▶ _WORK TO DO_
Put the rows below into a Markdown table with two columns, No. for the row number and Text for the line, leaving out any blank lines.
--- START EXTRACTED DATA ---
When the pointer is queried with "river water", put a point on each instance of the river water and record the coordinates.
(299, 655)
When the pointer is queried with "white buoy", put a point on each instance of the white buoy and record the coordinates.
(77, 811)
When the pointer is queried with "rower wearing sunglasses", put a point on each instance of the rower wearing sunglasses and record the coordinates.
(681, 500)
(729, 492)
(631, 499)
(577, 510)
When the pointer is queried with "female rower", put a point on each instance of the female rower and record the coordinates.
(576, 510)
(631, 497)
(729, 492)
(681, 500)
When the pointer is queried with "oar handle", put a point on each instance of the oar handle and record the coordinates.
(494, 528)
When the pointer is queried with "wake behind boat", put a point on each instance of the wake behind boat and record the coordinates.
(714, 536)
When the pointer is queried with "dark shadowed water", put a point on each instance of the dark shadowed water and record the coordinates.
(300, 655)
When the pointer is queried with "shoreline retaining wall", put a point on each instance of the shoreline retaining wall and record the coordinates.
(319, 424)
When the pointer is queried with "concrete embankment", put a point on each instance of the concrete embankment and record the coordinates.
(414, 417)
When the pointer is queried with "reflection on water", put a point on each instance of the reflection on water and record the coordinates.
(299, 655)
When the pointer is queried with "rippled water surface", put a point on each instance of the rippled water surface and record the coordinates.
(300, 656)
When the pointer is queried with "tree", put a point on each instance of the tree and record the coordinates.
--- END EXTRACTED DATA ---
▶ _RESPONSE TO THE TASK_
| No. | Text |
|---|---|
| 1 | When the pointer is queried with "river water", put a point on each instance of the river water and record the coordinates. |
| 2 | (299, 655) |
| 3 | When the pointer is queried with "white buoy", put a point on each instance of the white buoy and record the coordinates. |
| 4 | (77, 811) |
| 5 | When the pointer is queried with "rower wearing sunglasses", put a point on each instance of the rower wearing sunglasses and record the coordinates. |
| 6 | (681, 500) |
| 7 | (729, 492) |
| 8 | (631, 499) |
| 9 | (577, 510) |
| 10 | When the pointer is queried with "female rower", put a point on each instance of the female rower and record the coordinates. |
| 11 | (576, 510) |
| 12 | (631, 497) |
| 13 | (729, 492) |
| 14 | (681, 500) |
| 15 | When the pointer is queried with "oar handle", put a point on each instance of the oar handle and record the coordinates. |
| 16 | (494, 528) |
| 17 | When the pointer is queried with "wake behind boat", put a point on each instance of the wake behind boat and record the coordinates. |
| 18 | (714, 536) |
| 19 | When the pointer is queried with "dark shadowed water", put a point on each instance of the dark shadowed water and record the coordinates. |
| 20 | (300, 655) |
| 21 | When the pointer is queried with "shoreline retaining wall", put a point on each instance of the shoreline retaining wall and record the coordinates. |
| 22 | (319, 424) |
| 23 | When the pointer is queried with "concrete embankment", put a point on each instance of the concrete embankment and record the coordinates. |
| 24 | (414, 417) |
| 25 | When the pointer is queried with "reflection on water", put a point on each instance of the reflection on water and record the coordinates. |
| 26 | (299, 655) |
| 27 | When the pointer is queried with "rippled water surface", put a point on each instance of the rippled water surface and record the coordinates. |
| 28 | (300, 656) |
| 29 | When the pointer is queried with "tree", put a point on each instance of the tree and record the coordinates. |